DATA FOR THIS EXERCISE |
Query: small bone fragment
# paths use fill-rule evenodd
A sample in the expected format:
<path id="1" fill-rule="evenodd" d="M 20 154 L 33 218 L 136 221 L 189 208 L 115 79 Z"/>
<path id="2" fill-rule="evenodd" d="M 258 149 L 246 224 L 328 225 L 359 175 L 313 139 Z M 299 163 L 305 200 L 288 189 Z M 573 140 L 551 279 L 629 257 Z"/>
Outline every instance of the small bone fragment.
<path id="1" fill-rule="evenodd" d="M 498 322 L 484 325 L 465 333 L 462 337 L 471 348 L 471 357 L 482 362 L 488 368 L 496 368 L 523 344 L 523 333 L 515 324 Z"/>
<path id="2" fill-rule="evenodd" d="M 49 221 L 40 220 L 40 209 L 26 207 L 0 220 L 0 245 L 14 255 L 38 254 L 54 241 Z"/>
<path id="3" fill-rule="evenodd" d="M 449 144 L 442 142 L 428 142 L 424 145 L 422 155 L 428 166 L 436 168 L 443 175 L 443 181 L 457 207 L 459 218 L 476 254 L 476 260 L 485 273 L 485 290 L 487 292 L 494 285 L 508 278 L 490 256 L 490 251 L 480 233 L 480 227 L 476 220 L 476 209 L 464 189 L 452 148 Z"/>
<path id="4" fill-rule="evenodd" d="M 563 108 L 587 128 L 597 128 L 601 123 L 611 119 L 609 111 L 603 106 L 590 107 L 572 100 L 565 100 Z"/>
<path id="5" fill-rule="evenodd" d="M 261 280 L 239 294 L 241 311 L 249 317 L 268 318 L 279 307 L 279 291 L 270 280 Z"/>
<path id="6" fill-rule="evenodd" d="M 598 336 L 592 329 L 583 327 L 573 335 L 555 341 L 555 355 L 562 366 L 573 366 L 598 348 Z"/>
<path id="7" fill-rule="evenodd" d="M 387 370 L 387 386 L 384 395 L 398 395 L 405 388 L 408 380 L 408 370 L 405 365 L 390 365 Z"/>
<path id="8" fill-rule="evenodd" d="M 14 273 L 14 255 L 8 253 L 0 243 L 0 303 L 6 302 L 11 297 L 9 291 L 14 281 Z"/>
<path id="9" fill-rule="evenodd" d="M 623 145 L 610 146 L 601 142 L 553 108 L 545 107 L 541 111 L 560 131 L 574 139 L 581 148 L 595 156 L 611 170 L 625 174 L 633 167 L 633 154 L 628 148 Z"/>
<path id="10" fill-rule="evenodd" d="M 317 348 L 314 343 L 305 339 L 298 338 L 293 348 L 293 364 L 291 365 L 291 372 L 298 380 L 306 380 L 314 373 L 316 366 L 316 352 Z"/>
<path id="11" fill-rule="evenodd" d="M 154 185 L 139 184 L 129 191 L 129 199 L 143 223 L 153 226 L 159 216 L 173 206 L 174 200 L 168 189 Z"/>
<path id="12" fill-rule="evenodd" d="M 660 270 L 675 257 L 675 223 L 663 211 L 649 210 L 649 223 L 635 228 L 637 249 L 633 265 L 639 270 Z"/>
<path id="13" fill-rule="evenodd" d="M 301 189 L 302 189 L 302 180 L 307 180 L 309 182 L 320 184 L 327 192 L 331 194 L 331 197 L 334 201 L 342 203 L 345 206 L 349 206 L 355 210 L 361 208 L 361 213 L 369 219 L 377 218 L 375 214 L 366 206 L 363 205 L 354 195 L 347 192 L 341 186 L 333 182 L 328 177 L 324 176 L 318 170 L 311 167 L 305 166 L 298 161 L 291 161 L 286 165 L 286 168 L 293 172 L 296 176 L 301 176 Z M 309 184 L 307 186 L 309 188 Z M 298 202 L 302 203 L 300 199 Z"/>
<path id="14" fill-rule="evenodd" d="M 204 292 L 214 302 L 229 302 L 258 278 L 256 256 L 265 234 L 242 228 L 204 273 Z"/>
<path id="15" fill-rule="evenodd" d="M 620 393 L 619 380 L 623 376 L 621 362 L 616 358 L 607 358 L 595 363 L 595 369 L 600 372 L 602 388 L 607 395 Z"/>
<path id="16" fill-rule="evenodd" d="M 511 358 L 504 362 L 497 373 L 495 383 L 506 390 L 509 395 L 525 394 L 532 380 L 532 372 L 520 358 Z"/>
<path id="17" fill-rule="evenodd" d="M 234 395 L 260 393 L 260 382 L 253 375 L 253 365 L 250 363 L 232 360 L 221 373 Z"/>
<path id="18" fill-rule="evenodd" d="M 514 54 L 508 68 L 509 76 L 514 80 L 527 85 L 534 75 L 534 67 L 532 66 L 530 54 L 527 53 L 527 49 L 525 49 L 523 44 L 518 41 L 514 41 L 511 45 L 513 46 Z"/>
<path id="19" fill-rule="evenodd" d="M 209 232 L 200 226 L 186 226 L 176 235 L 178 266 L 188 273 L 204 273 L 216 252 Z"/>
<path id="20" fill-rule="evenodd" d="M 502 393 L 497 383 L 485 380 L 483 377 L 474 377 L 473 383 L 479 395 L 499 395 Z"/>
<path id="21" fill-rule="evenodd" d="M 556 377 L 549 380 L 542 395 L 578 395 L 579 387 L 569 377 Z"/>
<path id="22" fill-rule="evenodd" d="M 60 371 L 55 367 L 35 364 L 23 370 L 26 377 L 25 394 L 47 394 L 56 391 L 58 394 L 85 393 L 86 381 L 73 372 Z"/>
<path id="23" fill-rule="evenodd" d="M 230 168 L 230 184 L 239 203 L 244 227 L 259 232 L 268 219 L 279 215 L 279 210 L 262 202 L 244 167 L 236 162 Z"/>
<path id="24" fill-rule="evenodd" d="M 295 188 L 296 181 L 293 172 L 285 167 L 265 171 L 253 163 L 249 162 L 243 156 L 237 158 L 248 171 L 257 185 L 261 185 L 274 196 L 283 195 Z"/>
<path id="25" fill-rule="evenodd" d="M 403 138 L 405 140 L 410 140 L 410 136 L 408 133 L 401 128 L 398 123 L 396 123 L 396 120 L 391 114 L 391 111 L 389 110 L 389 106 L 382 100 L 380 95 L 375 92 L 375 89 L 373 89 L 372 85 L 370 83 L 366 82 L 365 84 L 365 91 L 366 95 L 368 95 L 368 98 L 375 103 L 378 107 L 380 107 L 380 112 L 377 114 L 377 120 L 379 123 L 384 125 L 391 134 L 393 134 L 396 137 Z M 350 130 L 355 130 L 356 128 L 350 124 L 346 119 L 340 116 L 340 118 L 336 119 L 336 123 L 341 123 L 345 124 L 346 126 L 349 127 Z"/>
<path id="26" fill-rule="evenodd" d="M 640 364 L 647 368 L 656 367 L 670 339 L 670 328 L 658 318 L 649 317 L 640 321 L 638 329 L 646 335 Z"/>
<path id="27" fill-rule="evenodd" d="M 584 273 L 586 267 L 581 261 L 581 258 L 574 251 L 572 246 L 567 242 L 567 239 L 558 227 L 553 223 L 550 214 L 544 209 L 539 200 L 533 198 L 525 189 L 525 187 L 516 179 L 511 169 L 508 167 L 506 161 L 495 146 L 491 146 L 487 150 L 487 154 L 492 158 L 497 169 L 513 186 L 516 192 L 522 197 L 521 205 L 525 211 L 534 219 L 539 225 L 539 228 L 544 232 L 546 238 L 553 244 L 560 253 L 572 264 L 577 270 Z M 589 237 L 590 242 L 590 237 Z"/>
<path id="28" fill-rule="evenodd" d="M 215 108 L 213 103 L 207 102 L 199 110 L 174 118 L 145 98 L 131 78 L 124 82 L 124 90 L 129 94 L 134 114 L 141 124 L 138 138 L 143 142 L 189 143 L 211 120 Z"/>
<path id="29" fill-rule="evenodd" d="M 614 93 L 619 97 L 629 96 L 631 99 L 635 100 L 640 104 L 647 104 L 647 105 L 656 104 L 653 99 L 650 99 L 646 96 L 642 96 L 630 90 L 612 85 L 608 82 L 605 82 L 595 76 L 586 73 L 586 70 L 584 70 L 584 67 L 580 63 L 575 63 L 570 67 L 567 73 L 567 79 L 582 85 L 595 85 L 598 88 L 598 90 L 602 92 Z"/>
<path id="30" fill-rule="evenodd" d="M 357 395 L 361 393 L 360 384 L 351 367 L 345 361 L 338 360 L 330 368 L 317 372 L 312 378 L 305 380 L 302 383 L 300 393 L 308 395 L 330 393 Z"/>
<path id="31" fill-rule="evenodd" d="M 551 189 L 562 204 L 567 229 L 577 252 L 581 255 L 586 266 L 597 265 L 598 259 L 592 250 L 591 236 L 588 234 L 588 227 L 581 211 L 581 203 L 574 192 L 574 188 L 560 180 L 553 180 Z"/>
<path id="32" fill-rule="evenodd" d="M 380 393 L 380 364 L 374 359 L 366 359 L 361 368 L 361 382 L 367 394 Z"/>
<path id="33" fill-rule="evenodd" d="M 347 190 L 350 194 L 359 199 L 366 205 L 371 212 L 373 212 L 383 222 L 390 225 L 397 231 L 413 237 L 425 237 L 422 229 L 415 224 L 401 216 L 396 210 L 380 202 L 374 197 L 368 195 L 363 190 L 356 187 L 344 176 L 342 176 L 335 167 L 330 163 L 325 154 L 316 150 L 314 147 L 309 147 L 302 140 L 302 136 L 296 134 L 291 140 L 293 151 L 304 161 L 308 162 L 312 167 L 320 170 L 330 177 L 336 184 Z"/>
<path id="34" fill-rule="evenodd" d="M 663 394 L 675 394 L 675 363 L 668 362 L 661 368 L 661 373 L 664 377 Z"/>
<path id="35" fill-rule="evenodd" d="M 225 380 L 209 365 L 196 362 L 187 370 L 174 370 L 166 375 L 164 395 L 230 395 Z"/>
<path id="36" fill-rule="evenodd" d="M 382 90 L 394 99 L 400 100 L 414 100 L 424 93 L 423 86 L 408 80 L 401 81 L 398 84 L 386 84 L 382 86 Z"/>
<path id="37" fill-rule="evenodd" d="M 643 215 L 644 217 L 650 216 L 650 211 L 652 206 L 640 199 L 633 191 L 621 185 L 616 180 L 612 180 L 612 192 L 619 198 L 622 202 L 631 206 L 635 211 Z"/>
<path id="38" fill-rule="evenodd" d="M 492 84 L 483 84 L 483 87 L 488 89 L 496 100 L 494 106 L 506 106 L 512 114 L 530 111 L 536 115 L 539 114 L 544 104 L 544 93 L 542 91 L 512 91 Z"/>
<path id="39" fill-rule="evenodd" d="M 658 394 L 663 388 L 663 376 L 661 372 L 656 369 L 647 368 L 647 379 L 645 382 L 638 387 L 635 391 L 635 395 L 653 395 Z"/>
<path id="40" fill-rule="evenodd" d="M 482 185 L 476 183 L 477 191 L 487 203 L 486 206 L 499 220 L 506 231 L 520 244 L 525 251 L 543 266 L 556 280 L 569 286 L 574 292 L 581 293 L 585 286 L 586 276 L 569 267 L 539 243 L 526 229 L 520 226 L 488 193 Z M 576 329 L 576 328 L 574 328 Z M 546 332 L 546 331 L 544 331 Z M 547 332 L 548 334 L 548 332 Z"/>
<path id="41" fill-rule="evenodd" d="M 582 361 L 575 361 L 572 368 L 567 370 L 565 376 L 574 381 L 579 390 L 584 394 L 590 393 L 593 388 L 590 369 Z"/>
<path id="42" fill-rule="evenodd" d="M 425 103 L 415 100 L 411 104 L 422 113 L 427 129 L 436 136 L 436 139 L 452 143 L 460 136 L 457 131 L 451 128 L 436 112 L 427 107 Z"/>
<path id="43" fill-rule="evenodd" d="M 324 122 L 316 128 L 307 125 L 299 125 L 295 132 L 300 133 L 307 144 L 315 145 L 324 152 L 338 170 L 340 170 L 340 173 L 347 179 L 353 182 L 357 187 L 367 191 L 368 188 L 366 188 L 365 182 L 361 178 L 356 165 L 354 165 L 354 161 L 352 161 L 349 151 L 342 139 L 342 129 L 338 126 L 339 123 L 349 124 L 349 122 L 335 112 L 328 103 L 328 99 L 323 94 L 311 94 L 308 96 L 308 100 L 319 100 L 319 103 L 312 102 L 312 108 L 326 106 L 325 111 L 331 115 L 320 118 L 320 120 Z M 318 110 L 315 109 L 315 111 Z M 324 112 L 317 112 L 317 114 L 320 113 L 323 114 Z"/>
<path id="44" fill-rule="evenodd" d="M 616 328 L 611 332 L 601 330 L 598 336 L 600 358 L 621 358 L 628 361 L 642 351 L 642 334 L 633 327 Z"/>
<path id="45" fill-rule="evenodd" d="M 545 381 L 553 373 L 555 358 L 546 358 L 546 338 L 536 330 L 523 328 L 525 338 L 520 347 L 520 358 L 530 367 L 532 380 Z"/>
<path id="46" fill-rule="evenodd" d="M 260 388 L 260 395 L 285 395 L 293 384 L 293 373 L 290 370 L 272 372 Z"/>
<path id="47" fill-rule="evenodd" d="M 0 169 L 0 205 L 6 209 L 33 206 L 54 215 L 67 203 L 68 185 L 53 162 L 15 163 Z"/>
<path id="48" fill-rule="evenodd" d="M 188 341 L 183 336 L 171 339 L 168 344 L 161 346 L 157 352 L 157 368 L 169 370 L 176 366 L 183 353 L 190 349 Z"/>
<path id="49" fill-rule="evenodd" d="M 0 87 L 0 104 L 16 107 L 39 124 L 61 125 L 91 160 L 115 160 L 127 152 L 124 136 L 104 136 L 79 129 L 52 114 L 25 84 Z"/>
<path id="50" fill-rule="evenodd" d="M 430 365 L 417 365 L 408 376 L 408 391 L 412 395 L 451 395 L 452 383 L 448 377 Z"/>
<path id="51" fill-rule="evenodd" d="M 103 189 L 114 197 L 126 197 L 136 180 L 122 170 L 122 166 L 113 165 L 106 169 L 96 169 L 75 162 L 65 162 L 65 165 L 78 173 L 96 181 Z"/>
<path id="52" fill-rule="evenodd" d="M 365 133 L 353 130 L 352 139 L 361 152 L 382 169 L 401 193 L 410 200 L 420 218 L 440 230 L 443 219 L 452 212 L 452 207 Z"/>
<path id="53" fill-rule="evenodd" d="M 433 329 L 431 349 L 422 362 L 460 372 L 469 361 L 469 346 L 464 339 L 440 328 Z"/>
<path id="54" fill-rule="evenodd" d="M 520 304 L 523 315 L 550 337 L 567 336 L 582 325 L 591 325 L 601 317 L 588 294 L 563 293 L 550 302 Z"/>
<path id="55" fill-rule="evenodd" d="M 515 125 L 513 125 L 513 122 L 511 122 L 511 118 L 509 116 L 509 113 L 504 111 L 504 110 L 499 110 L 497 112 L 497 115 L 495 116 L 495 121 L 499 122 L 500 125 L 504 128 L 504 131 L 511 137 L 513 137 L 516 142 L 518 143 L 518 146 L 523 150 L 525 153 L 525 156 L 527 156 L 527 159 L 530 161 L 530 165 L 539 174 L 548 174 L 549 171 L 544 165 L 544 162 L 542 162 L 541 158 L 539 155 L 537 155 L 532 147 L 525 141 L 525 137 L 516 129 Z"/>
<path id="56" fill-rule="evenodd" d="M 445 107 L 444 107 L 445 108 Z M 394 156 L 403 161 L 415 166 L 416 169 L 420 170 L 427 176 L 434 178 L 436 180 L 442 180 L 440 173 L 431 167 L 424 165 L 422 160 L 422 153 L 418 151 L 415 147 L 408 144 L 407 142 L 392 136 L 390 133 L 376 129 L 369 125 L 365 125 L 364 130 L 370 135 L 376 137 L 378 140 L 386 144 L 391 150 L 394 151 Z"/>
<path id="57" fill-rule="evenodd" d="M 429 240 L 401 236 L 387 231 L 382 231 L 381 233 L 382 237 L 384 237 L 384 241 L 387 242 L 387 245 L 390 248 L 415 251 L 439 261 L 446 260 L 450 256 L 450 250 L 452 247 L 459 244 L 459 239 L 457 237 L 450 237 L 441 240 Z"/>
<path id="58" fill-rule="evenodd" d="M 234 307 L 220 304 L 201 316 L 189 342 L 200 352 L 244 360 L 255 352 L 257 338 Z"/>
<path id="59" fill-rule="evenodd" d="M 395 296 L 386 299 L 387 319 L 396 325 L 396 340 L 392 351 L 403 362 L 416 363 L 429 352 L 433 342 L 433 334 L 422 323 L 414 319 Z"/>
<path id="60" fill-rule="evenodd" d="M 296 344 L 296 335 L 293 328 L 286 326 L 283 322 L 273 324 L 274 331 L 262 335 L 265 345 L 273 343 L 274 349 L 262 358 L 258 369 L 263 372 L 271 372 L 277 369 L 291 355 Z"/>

WHAT IS REQUIRED | The line above containing "20 154 L 33", the line containing "258 149 L 246", and every line between them are to be transcribed exactly; no other line is wanted.

REPLY TO THE TASK |
<path id="1" fill-rule="evenodd" d="M 20 154 L 33 218 L 136 221 L 189 208 L 115 79 Z"/>
<path id="2" fill-rule="evenodd" d="M 258 149 L 246 224 L 328 225 L 359 175 L 313 139 Z M 299 163 L 305 200 L 288 189 Z M 573 140 L 551 279 L 629 257 Z"/>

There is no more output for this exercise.